Location identification entries
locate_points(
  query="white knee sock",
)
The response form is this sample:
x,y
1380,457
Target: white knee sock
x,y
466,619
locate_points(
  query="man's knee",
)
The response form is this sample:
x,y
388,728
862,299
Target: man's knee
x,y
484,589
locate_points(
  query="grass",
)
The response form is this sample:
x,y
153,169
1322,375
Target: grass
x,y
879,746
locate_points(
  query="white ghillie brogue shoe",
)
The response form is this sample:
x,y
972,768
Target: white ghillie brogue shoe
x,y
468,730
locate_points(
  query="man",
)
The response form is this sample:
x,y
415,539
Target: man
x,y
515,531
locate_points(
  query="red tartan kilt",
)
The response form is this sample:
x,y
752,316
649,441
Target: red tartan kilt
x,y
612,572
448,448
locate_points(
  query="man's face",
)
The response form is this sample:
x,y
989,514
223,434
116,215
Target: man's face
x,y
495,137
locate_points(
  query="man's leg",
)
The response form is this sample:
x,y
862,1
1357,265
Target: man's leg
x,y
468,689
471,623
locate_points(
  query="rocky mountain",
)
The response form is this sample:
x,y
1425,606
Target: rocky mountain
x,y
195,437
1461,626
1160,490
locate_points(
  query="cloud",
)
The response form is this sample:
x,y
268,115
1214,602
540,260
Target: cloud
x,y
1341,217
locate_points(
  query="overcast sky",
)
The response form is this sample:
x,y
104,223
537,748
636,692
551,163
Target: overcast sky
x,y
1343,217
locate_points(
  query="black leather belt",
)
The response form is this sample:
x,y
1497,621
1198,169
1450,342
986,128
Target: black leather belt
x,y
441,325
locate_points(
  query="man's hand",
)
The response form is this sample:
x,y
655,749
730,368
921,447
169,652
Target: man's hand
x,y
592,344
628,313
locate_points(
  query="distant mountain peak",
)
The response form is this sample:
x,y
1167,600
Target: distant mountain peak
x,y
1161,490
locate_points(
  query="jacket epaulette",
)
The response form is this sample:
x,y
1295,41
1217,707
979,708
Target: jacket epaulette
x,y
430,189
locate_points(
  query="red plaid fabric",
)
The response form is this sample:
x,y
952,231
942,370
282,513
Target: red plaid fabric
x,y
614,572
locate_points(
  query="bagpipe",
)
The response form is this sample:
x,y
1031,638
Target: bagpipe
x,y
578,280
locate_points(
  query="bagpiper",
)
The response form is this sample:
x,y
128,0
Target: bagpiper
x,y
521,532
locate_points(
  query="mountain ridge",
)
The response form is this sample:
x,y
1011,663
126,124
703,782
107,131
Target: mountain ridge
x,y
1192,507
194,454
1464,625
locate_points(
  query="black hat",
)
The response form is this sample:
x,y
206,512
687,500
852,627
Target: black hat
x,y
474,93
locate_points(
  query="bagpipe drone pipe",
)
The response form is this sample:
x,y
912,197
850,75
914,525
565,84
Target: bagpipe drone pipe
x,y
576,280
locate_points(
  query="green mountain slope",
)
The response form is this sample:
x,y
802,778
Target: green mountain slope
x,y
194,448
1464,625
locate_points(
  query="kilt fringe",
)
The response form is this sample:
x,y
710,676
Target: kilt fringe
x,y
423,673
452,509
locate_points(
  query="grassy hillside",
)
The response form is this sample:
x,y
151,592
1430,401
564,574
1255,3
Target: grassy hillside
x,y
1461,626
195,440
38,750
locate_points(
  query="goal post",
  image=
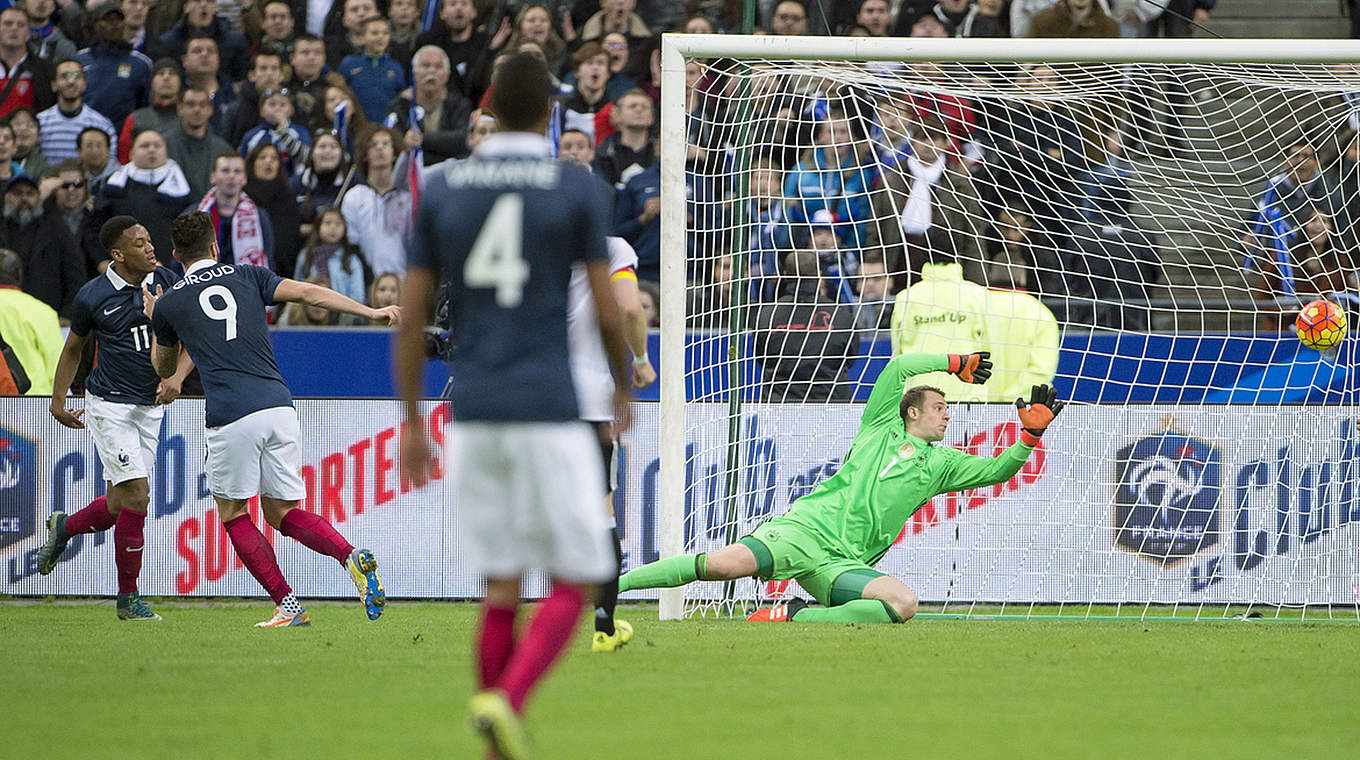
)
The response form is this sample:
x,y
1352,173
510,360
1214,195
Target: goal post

◆ **Task goal**
Count the lines of the material that contain the string "ghillie" and give only that number.

◆ **The answer**
2